ISTRUZIONI E REQUISITI: Mostra, copiandole senza modifiche, tutte le righe dei record in cui compare la parola "vegetation". Tieni conto della differenza tra maiuscole e minuscole.

Record tratti da un dataset di annotazione:
----

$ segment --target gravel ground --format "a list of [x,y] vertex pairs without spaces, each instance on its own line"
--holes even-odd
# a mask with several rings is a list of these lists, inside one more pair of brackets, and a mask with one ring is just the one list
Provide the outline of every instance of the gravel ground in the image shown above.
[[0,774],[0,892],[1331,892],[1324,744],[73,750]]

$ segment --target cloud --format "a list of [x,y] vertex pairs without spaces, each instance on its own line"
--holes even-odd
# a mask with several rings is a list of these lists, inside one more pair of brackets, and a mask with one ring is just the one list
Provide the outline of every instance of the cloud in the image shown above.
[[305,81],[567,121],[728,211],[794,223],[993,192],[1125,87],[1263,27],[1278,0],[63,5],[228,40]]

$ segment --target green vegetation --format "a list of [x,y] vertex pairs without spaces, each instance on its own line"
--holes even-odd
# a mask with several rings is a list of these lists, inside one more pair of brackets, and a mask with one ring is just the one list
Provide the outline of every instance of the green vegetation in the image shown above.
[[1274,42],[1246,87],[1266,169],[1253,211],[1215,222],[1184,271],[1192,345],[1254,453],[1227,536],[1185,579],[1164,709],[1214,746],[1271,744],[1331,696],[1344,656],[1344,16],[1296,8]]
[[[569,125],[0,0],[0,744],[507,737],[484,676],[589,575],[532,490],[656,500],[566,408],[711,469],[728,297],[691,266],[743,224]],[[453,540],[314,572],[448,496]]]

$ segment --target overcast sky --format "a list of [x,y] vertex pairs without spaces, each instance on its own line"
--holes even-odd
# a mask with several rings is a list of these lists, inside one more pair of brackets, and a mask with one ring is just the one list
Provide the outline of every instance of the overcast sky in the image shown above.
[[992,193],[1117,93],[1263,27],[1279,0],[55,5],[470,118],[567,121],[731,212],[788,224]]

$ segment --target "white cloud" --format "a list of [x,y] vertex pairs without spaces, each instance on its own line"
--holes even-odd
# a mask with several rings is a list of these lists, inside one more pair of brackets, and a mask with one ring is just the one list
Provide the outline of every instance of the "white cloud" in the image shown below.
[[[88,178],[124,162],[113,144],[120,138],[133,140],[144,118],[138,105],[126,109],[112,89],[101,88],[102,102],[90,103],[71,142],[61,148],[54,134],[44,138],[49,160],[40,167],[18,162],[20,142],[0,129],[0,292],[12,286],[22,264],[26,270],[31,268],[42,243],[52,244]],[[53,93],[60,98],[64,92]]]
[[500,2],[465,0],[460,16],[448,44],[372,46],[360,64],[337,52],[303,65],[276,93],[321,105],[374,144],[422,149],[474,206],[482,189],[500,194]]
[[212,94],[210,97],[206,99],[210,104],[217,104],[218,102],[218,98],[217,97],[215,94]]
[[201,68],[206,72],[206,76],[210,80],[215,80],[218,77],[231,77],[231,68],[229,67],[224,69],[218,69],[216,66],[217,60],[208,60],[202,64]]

----

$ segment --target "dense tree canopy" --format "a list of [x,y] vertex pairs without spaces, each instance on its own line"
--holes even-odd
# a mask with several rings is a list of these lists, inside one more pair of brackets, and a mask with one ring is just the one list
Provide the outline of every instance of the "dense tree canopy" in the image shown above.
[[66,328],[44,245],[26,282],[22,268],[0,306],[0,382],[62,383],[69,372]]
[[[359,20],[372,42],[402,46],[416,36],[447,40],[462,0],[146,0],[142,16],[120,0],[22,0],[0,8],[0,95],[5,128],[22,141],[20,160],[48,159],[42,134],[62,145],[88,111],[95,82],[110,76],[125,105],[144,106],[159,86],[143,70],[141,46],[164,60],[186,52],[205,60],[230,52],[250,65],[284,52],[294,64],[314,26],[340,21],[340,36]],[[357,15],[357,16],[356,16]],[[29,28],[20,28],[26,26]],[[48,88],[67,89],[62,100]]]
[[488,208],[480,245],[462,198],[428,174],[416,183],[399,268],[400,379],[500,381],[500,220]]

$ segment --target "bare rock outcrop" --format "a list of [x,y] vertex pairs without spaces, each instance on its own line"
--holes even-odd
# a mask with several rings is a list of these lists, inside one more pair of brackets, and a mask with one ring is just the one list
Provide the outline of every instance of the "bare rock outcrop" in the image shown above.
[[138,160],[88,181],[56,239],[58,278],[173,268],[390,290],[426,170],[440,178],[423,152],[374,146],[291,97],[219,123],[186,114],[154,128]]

----

SOLUZIONE:
$ segment --target green vegetation --format "a list of [x,y] vertex pairs without spaces, each instance on its own line"
Provide the outline of every instance of the green vegetation in the image shown above.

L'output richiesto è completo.